═══ GIVEN PASSAGE
Special Focus: The Lives of Korean Women through the Eyes of Women Directors
This is an exciting moment for women behind the camera. Globally, the focus is on female filmmakers: who they are; what they are achieving; and how there can be more. This panel brings together two of Korea’s most exciting women directors, 21st century rising star Lee Kyoung-mi, whose second film The Truth Beneath opens this year’s festival, and Yim Soon-rye, whose nine-film career bridges the millennial divide, from her first film Sechinku (1996) to the upcoming Little Forest. Joining them will be a leading light in new British cinema, to compare, contrast and converse about the changing opportunities and challenges, pleasures and risks, for women in national and international film industries, as the space opens up to tell more – and more varied and complex – stories.
“Compared to all other Asian countries, Korean female directors are considered to be the most active,” writes Anchalee Chaiworaporn in The Celluloid Ceiling, and our speakers will discuss how this came to be and what has changed since Park Nam-ok became the first Korean female feature filmmaker in 1955 with The Widow. Yim documented her own generation of female filmmakers – and the pioneers who went before them – in Keeping The Vision Alive, and we will talk about the importance of state funding, film schools, independent cinema, women’s film festivals and programming strands, and the changes in gender politics and film technologies that are shaping how we see the lives of women through the eyes of Korean and international women directors.
CHAIR: Chris Berry - Professor of Film Studies at King’s College
Maria Cabrera - Curator and co-founder of Reel Good Film Club
Tara Judah - Critic, broadcaster and film programmer
Dr. Preti Taneja - Research fellow, co-founder ERA Films, award-winning writer.
Hye Young Cho - Programmer of Seoul International Women's Film Festival
Regent Street Cinema, 05 Nov 2016 4:30 pm
From handball stars to pearl divers and factory workers to art students, from young friends at a loss to a refugee mother in love, this year’s festival has a wide range of Korean women’s lives on view, in films by female directors from the 1950s to the present day. On this panel we’ll ask who these characters are, how they are portrayed, and what changes when there are women behind the camera as well as in front of it – in Korean cinema, and inter- nationally. We’ll hear from scholars, critics and programmers, and get into the rich detail of diverse representations, as we talk about seeing age, class, ethnicity, sexuality and ability as well as gender on screen.
According to the Geena Davis Institute and UN Women, in the 21st century popular Korean cinema is way ahead for its representation of women. 36% of its speaking characters are female, and 50% of films have female leads or co-leads, who are less sexualised than the global norm. The portrayal of working women is closer to numbers in the real world in Korean film than in many other national film cultures, and also portrayed the highest percentage globally of female characters working in STEM jobs. Come and get behind the numbers with our expert panel: talk about your favourite (or least favourite) character, discover new films and stories, and take part in a wide-ranging conversation about what we’ve seen on screen – and what we still want to see.
══════
═══ GIVEN DATA
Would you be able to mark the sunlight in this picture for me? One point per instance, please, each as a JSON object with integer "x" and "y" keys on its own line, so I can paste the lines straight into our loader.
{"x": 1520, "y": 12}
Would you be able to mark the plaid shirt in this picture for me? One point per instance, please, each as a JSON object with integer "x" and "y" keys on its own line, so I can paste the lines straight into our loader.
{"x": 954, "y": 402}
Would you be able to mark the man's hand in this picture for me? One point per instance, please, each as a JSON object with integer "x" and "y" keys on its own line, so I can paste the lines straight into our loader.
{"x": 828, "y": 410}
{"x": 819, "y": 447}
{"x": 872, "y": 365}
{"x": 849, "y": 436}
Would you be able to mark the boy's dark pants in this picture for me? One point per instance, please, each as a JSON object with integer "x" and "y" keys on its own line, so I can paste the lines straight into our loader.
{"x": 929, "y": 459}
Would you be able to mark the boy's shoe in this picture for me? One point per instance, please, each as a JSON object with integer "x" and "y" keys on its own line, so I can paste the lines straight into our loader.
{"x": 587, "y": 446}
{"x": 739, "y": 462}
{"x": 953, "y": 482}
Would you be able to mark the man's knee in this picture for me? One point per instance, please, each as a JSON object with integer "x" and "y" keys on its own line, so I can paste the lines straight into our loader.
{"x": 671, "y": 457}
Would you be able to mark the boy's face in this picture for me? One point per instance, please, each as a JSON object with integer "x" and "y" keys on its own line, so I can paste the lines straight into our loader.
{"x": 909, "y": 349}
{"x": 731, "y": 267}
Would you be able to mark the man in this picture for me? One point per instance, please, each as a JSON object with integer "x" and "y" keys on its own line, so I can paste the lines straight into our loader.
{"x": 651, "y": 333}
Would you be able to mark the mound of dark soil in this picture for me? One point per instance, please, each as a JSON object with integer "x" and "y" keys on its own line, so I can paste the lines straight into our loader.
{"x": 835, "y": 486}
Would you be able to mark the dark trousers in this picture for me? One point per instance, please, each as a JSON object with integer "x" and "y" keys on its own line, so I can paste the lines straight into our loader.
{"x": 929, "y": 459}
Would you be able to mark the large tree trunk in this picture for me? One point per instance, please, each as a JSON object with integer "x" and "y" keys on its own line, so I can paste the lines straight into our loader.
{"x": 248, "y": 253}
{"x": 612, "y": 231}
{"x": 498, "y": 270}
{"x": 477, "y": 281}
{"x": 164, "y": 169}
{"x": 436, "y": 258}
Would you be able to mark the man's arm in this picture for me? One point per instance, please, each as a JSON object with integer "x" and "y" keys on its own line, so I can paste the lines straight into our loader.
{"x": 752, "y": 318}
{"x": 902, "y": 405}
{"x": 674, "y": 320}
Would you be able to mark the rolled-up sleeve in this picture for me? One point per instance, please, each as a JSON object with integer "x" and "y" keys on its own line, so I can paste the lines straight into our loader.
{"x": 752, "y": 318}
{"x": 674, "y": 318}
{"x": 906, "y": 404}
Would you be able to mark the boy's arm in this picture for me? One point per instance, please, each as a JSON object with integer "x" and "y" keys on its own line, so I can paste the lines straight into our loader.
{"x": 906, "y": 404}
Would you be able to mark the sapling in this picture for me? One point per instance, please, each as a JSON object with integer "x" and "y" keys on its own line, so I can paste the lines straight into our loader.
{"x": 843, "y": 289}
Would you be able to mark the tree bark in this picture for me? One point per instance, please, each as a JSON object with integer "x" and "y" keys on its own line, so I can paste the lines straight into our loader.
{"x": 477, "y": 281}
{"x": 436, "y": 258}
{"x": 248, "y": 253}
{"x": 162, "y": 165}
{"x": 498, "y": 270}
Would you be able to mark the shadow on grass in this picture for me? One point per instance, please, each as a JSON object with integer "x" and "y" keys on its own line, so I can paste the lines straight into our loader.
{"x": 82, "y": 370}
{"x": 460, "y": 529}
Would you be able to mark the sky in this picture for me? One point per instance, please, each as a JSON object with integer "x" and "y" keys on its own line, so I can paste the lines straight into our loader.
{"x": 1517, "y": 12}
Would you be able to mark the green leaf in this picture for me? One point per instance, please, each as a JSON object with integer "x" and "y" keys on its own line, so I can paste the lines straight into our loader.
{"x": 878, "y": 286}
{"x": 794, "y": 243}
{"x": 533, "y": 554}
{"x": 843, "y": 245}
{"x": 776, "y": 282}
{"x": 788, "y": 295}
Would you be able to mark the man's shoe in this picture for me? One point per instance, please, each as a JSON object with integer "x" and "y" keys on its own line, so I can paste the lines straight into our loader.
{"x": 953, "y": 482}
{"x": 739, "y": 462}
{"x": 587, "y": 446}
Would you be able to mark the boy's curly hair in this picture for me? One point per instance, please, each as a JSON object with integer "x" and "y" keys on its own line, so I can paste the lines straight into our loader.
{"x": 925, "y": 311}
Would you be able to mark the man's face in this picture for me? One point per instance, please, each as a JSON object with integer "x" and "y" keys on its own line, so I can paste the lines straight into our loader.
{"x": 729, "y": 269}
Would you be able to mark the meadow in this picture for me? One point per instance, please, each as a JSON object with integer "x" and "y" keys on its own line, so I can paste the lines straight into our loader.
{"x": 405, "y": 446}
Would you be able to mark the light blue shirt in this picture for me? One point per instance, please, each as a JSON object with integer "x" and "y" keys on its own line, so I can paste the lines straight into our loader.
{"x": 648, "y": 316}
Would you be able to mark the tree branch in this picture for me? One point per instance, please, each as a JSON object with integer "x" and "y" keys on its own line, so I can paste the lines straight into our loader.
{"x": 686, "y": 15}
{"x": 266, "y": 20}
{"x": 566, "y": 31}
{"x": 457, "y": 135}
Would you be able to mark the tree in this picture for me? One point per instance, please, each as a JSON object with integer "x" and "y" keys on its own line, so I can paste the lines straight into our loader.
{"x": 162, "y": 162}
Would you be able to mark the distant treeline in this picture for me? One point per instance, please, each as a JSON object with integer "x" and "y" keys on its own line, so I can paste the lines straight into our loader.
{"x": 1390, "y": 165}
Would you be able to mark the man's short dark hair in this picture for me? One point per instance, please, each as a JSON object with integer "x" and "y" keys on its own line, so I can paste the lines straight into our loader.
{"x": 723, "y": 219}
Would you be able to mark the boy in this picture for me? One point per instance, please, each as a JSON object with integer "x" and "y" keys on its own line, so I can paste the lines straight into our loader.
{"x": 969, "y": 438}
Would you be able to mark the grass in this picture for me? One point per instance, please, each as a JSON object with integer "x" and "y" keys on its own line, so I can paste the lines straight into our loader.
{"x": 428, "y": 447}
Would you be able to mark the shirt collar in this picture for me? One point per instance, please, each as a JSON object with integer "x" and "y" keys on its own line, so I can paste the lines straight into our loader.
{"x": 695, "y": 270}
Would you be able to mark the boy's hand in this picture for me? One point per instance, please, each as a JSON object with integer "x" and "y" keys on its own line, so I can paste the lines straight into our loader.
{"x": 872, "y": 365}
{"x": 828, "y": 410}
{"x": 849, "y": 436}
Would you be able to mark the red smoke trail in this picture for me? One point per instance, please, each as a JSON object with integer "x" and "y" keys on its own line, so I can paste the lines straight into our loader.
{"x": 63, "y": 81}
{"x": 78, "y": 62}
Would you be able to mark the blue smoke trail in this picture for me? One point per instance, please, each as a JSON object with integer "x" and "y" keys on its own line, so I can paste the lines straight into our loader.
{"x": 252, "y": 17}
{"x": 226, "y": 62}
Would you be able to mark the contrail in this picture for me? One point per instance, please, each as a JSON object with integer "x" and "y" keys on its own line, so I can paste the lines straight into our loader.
══════
TASK GOAL
Could you transcribe the text of the women directors panel from "Hye Young Cho" up to and including "gender on screen."?

THE RESPONSE
Hye Young Cho - Programmer of Seoul International Women's Film Festival
Regent Street Cinema, 05 Nov 2016 4:30 pm
From handball stars to pearl divers and factory workers to art students, from young friends at a loss to a refugee mother in love, this year’s festival has a wide range of Korean women’s lives on view, in films by female directors from the 1950s to the present day. On this panel we’ll ask who these characters are, how they are portrayed, and what changes when there are women behind the camera as well as in front of it – in Korean cinema, and inter- nationally. We’ll hear from scholars, critics and programmers, and get into the rich detail of diverse representations, as we talk about seeing age, class, ethnicity, sexuality and ability as well as gender on screen.